From the first line of the data through the line containing "positive clicks: (27, 15) (2, 10)", return each line exactly.

* [SOURCE DATA]:

================

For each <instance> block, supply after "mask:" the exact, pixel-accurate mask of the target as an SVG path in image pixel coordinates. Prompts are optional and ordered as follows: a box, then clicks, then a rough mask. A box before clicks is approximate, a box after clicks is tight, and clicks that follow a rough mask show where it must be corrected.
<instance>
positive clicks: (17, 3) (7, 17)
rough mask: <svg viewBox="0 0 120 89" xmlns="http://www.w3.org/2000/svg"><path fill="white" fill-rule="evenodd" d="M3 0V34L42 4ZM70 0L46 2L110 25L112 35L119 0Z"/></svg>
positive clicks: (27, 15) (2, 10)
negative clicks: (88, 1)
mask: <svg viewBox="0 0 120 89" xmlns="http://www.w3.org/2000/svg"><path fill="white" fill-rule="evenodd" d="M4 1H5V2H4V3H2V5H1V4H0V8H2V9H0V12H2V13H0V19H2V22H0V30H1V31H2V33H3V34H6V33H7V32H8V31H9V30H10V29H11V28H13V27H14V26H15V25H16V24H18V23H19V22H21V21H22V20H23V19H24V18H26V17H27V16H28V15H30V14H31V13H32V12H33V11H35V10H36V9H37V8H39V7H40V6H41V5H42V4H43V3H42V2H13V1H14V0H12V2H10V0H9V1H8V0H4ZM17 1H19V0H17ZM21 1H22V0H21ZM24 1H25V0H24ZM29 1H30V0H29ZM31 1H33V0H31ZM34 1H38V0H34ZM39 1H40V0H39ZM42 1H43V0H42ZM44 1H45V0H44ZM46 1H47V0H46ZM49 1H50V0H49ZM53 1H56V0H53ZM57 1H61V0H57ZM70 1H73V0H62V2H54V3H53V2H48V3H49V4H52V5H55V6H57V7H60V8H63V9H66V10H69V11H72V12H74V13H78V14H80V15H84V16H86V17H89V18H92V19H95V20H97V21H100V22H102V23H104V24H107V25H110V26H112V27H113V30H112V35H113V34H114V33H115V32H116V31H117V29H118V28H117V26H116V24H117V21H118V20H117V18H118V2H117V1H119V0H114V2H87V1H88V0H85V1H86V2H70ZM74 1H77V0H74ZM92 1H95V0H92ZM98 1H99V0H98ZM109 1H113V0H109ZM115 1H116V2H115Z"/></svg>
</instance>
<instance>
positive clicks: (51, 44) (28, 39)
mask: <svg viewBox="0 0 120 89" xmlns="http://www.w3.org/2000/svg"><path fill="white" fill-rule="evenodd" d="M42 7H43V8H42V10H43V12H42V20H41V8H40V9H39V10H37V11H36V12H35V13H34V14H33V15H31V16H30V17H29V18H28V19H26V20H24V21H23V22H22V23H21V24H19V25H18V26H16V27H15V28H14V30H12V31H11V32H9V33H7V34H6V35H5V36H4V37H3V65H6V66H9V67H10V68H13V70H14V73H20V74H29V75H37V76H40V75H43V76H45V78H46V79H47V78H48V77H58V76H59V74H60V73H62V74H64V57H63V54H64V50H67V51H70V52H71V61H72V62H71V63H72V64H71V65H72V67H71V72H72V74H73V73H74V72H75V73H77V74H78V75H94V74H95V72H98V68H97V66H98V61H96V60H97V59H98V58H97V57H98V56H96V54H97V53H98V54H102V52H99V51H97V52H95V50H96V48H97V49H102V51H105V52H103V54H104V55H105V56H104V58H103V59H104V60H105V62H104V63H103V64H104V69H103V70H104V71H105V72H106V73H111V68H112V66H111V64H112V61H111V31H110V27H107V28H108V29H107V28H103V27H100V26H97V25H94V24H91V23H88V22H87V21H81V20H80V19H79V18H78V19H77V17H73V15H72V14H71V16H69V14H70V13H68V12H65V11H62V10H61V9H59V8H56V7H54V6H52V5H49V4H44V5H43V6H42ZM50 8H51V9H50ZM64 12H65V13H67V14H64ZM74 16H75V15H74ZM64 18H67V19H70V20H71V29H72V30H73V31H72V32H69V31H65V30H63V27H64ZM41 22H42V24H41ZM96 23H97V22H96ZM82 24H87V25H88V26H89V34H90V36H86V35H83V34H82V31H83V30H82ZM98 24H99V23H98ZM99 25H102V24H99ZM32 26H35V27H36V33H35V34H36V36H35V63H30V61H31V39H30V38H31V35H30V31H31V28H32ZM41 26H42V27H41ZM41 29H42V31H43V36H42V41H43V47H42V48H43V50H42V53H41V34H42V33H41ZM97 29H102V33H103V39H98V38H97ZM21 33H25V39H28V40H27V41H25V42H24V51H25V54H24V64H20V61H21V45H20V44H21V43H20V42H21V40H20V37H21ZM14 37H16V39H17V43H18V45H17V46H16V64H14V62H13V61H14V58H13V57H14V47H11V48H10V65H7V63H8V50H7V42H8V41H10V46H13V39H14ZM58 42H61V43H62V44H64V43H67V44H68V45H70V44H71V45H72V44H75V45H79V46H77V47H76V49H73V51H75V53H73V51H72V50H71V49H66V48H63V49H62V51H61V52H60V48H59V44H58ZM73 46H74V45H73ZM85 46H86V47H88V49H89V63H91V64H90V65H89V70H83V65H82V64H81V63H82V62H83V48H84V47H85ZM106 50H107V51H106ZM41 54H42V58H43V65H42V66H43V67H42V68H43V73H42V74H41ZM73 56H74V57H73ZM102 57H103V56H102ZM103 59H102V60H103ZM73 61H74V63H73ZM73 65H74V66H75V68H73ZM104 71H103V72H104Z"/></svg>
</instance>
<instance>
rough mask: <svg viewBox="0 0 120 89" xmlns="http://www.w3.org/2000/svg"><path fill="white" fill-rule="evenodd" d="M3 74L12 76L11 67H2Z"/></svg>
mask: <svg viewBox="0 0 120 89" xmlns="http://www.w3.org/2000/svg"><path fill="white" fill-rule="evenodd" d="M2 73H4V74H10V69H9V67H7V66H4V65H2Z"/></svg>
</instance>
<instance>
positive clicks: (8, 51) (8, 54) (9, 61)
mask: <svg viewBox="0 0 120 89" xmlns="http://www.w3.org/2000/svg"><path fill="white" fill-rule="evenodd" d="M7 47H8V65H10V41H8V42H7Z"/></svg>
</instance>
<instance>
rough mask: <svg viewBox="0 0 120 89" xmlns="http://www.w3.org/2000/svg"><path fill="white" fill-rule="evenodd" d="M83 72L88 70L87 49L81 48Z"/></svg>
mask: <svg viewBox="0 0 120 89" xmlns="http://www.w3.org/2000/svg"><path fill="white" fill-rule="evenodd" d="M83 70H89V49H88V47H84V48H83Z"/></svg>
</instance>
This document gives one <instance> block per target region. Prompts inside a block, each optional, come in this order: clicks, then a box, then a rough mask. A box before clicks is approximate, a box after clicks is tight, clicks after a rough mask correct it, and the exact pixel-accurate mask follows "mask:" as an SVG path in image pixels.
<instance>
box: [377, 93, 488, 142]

================

* [ANSWER TO THIS EXERCISE]:
For each <instance> block, supply after "mask:" the exact, pixel-accurate mask of the target as an SVG path in image pixel coordinates. Prompts are optional and ordered as follows: a box, then clicks, then a rough mask. A box before clicks is approximate, a box after clicks is tight, and clicks that follow a rough mask show where it must be corrected.
<instance>
positive clicks: (17, 3) (7, 17)
rough mask: <svg viewBox="0 0 120 89" xmlns="http://www.w3.org/2000/svg"><path fill="white" fill-rule="evenodd" d="M3 0V34L42 4ZM70 0L46 2L110 25L112 35L119 0Z"/></svg>
positive clicks: (27, 15) (2, 10)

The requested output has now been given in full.